Named object pointing entries
____
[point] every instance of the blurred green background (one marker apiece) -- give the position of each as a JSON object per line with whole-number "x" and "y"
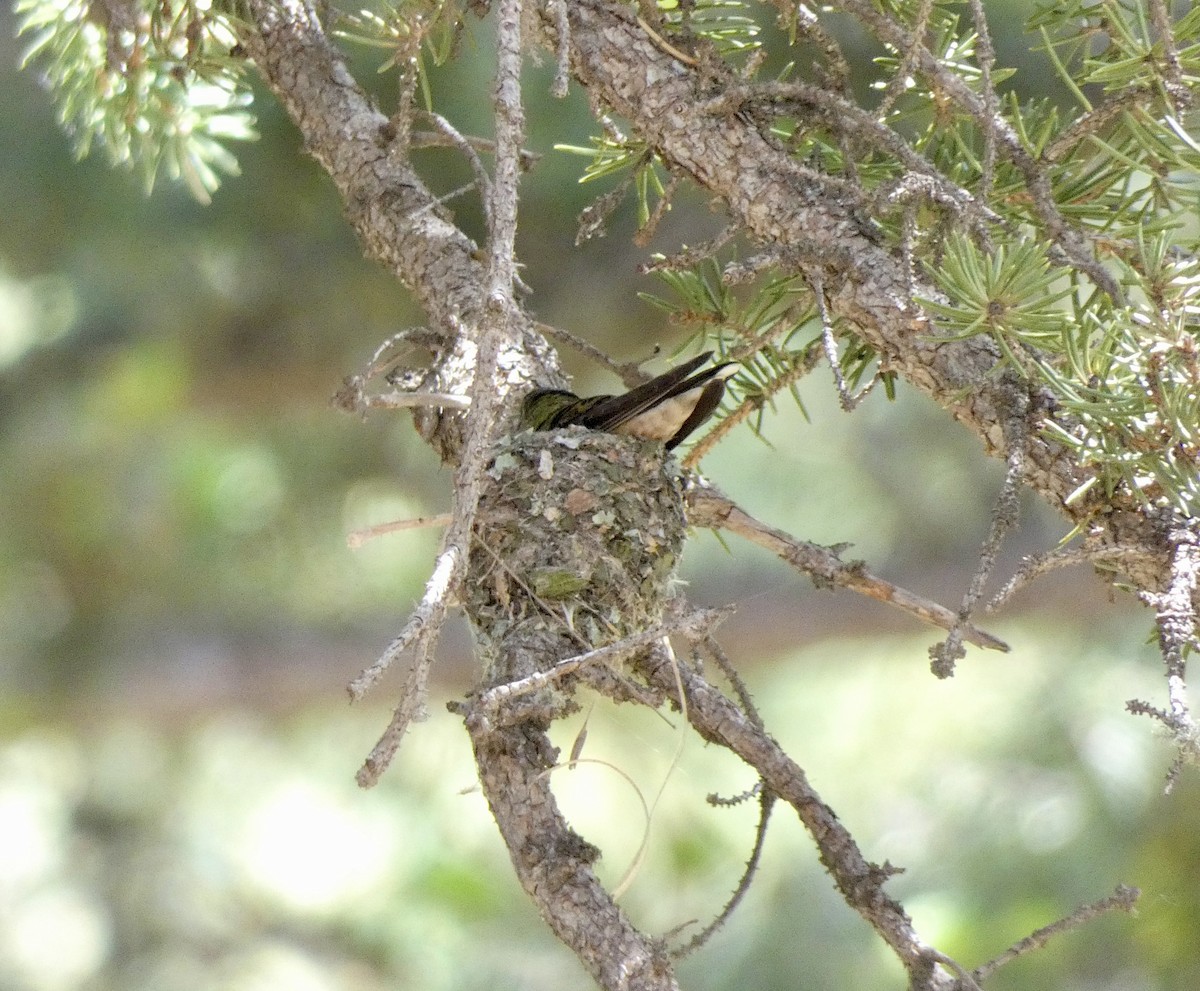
{"x": 179, "y": 613}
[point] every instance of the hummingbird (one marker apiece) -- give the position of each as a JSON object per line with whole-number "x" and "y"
{"x": 666, "y": 408}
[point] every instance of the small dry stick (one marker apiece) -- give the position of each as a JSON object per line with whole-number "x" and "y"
{"x": 699, "y": 623}
{"x": 1176, "y": 618}
{"x": 563, "y": 50}
{"x": 355, "y": 539}
{"x": 483, "y": 180}
{"x": 709, "y": 508}
{"x": 849, "y": 402}
{"x": 1037, "y": 565}
{"x": 766, "y": 803}
{"x": 943, "y": 655}
{"x": 1123, "y": 899}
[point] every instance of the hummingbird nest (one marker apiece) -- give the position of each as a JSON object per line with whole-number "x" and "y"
{"x": 576, "y": 542}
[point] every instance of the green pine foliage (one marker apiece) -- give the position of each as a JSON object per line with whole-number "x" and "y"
{"x": 154, "y": 85}
{"x": 1117, "y": 155}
____
> _Short problem_:
Rewrite every line of the entries above, including the requests, with each x and y coordinate in the answers multiplied by 0.4 and rounded to a whole number, halves rounding up. Omit the pictures from your version.

> _Result_:
[point] every instance of the blurred green background (one marker apiece) -- give the position of each as a JSON object per line with whole-number "x" and "y"
{"x": 72, "y": 245}
[point] every instance of the hummingbird (one marker apiece) -- give the position of each as a JSON object per line with whole-number "x" and "y"
{"x": 266, "y": 163}
[point] every instance of the small dry stick (one marker apiece) -- give the position of each as a JSON object per line with whole-number "x" and "y"
{"x": 280, "y": 249}
{"x": 470, "y": 247}
{"x": 225, "y": 20}
{"x": 142, "y": 216}
{"x": 193, "y": 72}
{"x": 284, "y": 203}
{"x": 340, "y": 161}
{"x": 415, "y": 226}
{"x": 306, "y": 321}
{"x": 377, "y": 262}
{"x": 449, "y": 360}
[point] every instance of the hummingbird nest (one marker apiece) -- give the position of each as a JSON object per line with whole-number "x" and "y"
{"x": 230, "y": 217}
[point] every instance of the green pine foliage (one marker apiece) -- give the position of each as a JSON object per line with whole-number "x" and "y"
{"x": 62, "y": 34}
{"x": 447, "y": 62}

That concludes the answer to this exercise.